*** Page extract ***
And so, on we struggle to make our ends meet. It's the peak of the hot-dry season and everything is burning up; however, our over one-hundred orchard trees are doing fine. We carried water to half of them yesterday afternoon and evening. Rains begin in a month or month and a half and we are ready for a great planting of maybe one-hundred different kinds of seeds including large plots of beans, corn and sorghum.

April 5, 1973: Today may have marked full recovery for Elizabeth - saddling up at 7am and riding off to show off Mateo. Me too with a rainbow reboso cuddling the little mut to my chest riding through the cool morning air with the song and smell of the pines and Mom looking just as straight in the saddle as could be. We visited several people. First, and on our return, Dago and Mercha (the cowboy), 2 of their kids, 2 grown sisters, the father (cheese-maker) and the 3 hired hands; next to Troy's house (lumberman) for a visit with his cook and daughter (he's ill and in the States); then to Tom's house (other lumberman) and a visit with his Nicaraguan wife; next to the lumber mill store to see Dona Emilia and her sister (the fifty year old proprietor (black from the east coast - speaks English), one of their daughters who just had her first baby and another daughter who's now in love with and successfully raising rabbits (we gave her a pair a year ago); then to see Willie (black foreman) and a Spanish mechanic (who welded my broken tools a few months ago). They all cooed over the little fat, white Gringo baby and we weighed him at 10 pounds even! He was perfect for the whole trip - especially liking to sleep to the rock of the horse.
***
:: Work item ::
Continue the diary passage above about the orchard and the horseback visits with the baby, picking up after its final sentence.
*** Information provided ***
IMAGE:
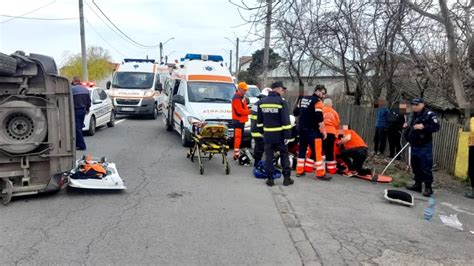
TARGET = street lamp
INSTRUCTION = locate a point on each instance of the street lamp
(230, 59)
(166, 56)
(161, 48)
(237, 63)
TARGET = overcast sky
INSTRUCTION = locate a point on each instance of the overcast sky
(198, 26)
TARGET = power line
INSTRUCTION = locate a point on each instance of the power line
(108, 26)
(27, 13)
(34, 18)
(111, 46)
(145, 46)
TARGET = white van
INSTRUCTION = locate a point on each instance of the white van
(201, 90)
(136, 88)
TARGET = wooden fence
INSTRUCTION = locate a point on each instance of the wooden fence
(362, 120)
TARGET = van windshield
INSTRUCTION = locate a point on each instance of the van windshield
(207, 92)
(133, 80)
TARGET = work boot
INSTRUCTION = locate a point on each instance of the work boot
(287, 181)
(428, 190)
(324, 177)
(300, 174)
(469, 194)
(415, 187)
(270, 182)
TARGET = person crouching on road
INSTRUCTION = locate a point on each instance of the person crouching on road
(82, 104)
(259, 147)
(273, 121)
(354, 151)
(240, 115)
(331, 123)
(311, 133)
(423, 124)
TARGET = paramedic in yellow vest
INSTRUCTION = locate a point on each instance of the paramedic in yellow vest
(240, 115)
(312, 132)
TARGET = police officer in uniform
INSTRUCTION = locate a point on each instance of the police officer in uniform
(82, 104)
(419, 132)
(273, 121)
(311, 133)
(256, 135)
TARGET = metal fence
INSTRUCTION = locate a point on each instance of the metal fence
(362, 120)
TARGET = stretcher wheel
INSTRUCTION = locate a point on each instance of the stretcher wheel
(227, 168)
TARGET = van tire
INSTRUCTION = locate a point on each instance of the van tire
(111, 122)
(185, 137)
(21, 125)
(154, 115)
(7, 65)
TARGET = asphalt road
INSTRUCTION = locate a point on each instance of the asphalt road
(171, 215)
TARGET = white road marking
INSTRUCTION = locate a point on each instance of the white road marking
(120, 121)
(456, 208)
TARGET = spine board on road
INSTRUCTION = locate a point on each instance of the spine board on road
(111, 181)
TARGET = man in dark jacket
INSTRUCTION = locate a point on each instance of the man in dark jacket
(311, 134)
(273, 120)
(420, 129)
(380, 138)
(257, 137)
(395, 122)
(82, 104)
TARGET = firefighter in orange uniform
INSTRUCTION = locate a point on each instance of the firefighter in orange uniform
(331, 122)
(240, 115)
(312, 132)
(355, 151)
***
:: Expected output ::
At the store we bought:
10 pounds rice -- $1.50
6 pounds sugar -- $0.75
2 pounds lard -- $0.90
5 bars soap -- $0.75
1 package candles -- $0.30
2 cans of dried milk -- $2.00
3 pounds of onions -- $1.00
1 bottle catsup -- $0.65
1 bottle grape soda! -- $0.15
TOTAL -- $8.50 (this is about what we have to buy every two weeks)

Yesterday I practiced my midwifery skills on our cow - she aborted her calf several months early and dead. Dammit -- and 24 hours later the umbilical cord was still hanging out her rear, so while Elizabeth held the rope, snubbed around a tree, I went in and did a D and C. Well, she's still alive and we're trying to get her milk to come in. No luck yet.

April 14, 1973: We haven't been going out lately, but tomorrow I'm going to Totogalpa (10 miles past Ocotal) to meet Steve (the Peace Corp volunteer) and to help him bring two horses back to our farm. We will ride all night - cooler and it's now a full moon. The 45 miles should raise a sore or two - especially on our friend Steve, who's been working mostly behind a desk.

Elizabeth, Mateo, me, the cow, all other plants and animals are in fine shape. Mateo has grown into quite a little fellow - good sleeper, voracious eater (likes to suck on bananas!).

Lately we've been clearing new land in preparation for planting (a shower a week ago settled the dust and brought on cooler weather); tearing down the cabin we lived in for a year and using the materials to build a good chicken house and soon improvements on the barn and a caretaker/guest house attached to the barn.

April 14, 1973: We've built a bed, for Mateo - with a bell and mosquito net canopy. It fits in a hammock in the loft or downstairs. Thank goodness he's a good night sleeper and he's always up with the first light of day.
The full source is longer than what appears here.